**Página:**
####################
Com investimentos de R$ 12 milhões, serão 52 cursos gratuitos financiados pela Fundep e ministrados em instituições renomadas, em caráter presencial, semipresencial e EAD. Além disso, as empresas do setor ferramental envolvidas em ações da Linha IV vão receber créditos que poderão ser utilizados para a aquisição destes cursos.
“É imperativo realizar uma revisão no contexto de capacitação e formação de profissionais para o setor de ferramentaria. Devemos construir um novo modelo de educação como forma de preparar as equipes técnicas na direção de processos produtivos mais eficientes e lucrativos”, sugere Dihlmann, da Abinfer.
Segundo o executivo, a forma de preparação dos colaboradores do setor não evoluiu nos últimos anos. “Felizmente há uma iniciativa em andamento, de parte do Senai, empreendendo ações para renovar os cursos de capacitação de ferramenteiros que, no médio prazo, trarão excelentes resultados para nossa indústria ferramenteira”, completa.
Frente de Empreendedorismo e Inovação
Outra frente da Fundep no caminho para aprimorar a cadeia de ferramentaria brasileira passa por inovação e tecnologia. Dividido em dois ciclos, o Rota Challenge já iniciou um mapeamento dos principais desafios do setor ferramental para identificar startups capazes de oferecer soluções adequadas à realidade das companhias.
No primeiro ciclo, foram concluídos mais de R$ 200 mil em novos negócios desenvolvidos pelas startups selecionadas. Neste processo, cinco novas tecnologias foram lançadas para o segmento e duas soluções foram implementadas em maior escala.
No segundo ciclo, com aportes de R$ 790 mil, duas startups desenvolveram três soluções inovadoras para 13 ferramentarias diferentes: Monitoramento de Componentes Críticos; Solução de Tryout Digital; e Plataforma de Gestão de Paradas e Manutenção.
Rota 2030: Conecta Mais
A digitalização dos processos é uma realidade na chamada indústria 4.0 e o setor ferramental precisa acompanhar essa evolução. Por esta razão, uma das ações da Linha IV do Rota 2030 é o Conecta Mais.
Trata-se de uma plataforma capaz de conectar a indústria ferramental e fornecedores de soluções. Desta forma, plataformas digitais propõem fazer uma ponte ágil entre ferramentarias e montadoras/fornecedores para otimizar encomendas e tornar o processo não só mais ágil, como mais assertivo.
As soluções passam também pela detecção de problemas, quase em tempo real, por uma equipe de colaboradores e consultores técnicos. O Conecta Mais já atraiu investimento total da ordem de R$ 20 milhões.
####################
**Itens listados:**
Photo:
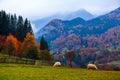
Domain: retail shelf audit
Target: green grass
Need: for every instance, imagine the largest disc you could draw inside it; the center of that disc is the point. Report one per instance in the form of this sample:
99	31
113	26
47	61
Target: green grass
117	63
30	72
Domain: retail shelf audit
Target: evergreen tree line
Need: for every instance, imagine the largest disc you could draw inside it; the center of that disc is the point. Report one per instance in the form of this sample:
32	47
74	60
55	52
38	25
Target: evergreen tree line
18	27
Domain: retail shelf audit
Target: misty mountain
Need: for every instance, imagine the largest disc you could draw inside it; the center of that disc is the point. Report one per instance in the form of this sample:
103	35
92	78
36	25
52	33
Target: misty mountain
97	39
68	16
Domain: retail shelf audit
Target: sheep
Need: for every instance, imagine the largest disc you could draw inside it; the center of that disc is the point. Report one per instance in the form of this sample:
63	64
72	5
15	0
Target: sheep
92	66
57	64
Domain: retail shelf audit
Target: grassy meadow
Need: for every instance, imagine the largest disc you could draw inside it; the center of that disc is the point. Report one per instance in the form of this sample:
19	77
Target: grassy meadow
####################
**Instruções:**
• A. Segundo o texto sobre o setor de ferramentaria, quantos cursos gratuitos a Fundep vai financiar?
• B. Transcreva do texto sobre o setor de ferramentaria o trecho que começa em "No primeiro ciclo, foram" e termina em "Paradas e Manutenção.".
• C. Com base no texto sobre o setor de ferramentaria, explique por que o Conecta Mais foi incluído entre as ações da Linha IV do Rota 2030.

**Respostas do exercício:**
• A. 52 cursos gratuitos.

• B.
No primeiro ciclo, foram concluídos mais de R$ 200 mil em novos negócios desenvolvidos pelas startups selecionadas. Neste processo, cinco novas tecnologias foram lançadas para o segmento e duas soluções foram implementadas em maior escala.
No segundo ciclo, com aportes de R$ 790 mil, duas startups desenvolveram três soluções inovadoras para 13 ferramentarias diferentes: Monitoramento de Componentes Críticos; Solução de Tryout Digital; e Plataforma de Gestão de Paradas e Manutenção.

• C. A digitalização dos processos é uma realidade na chamada indústria 4.0, e o setor ferramental precisa acompanhar essa evolução. Por essa razão, o Conecta Mais passou a ser uma das ações da Linha IV.